Using the NBCC roundup, say whether each of the three statements agrees with it. Give yes or no for each, and quote the roundup's deciding words exactly.
1. Claude Peck reviewed Gish Jen's Bad Bad Girl for The Minnesota Star Tribune.
2. Kristina Sepetys translated Journey to the Edge of Life from the Turkish.
3. Ryan Teitman wrote his essay on tabletop roleplaying games for Scroll.in.
*** Document text Section Begins ***
The 2024 National Book Critics Circle Awards, New School Auditorium, New York, New York, March 20, 2025. Photograph by Beowulf Sheehan.

Friends, we hope you’re doing well! Our members have been busy this week with reviews of books by authors including David Szalay, Gish Jen, Susan Orlean, Thomas McGuane, Donika Kelly, and more. Take care, and thanks for reading!

Member Reviews/Essays

NBCC Emerging Critics Fellow Diya Isha reviewed David Szalay’s Flesh for Scroll.in.

John Leonard Prize reader Claude Peck reviewed Gish Jen’s Bad Bad Girl for The Minnesota Star Tribune.

Bruce Krajewski reviewed Nalini Jones’ The Unbroken Coast for the Washington Independent Review of Books.

Ryan Teitman wrote “A Gaming Table in Philadelphia,” an essay on tabletop roleplaying games, for The Poetry Foundation’s This Be the Place series. 

Kristina Sepetys reviewed Journey to the Edge of Life, written by Tezer Özlü and translated from the Turkish by Maureen Freely, for Michigan Quarterly Review.

NBCC Co-Vice President/Events Lauren LeBlanc reviewed Susan Orlean’s Joyridefor Alta.
*** Document text Section Ends ***
*** Given records Section Begins ***
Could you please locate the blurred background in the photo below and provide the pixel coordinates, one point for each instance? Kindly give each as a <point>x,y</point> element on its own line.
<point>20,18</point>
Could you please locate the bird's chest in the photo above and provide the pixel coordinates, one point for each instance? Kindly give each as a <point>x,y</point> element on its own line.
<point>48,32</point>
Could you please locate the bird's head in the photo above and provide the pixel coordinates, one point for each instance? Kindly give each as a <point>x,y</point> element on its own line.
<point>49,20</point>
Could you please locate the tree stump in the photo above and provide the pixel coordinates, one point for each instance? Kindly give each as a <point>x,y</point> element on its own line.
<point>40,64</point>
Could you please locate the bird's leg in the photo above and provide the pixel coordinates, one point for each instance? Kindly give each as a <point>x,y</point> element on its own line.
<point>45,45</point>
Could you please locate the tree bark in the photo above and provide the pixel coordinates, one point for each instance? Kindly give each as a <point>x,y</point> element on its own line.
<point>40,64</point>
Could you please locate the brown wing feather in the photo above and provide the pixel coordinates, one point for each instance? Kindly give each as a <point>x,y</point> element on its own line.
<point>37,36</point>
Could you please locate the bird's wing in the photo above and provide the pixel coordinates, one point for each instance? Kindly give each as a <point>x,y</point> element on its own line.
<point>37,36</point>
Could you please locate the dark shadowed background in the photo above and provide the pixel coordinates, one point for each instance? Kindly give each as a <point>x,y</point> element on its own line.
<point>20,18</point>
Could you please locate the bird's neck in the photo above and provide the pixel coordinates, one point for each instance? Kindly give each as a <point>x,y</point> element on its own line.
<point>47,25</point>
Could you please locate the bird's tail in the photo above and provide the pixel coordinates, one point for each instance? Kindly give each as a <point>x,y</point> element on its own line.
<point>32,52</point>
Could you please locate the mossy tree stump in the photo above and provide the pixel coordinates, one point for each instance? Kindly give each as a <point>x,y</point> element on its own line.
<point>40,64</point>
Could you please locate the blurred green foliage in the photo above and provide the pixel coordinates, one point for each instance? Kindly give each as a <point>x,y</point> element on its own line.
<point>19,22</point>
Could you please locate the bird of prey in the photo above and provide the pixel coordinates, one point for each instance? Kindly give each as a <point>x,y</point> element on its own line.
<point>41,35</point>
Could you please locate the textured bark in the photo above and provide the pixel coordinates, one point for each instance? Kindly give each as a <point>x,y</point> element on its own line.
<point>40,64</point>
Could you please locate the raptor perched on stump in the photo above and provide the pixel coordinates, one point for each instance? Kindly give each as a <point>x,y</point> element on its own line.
*** Given records Section Ends ***
Problem solution:
1. Yes: "Claude Peck reviewed Gish Jen’s Bad Bad Girl for The Minnesota Star Tribune."
2. No: "translated from the Turkish by Maureen Freely"
3. No: "for The Poetry Foundation’s This Be the Place series"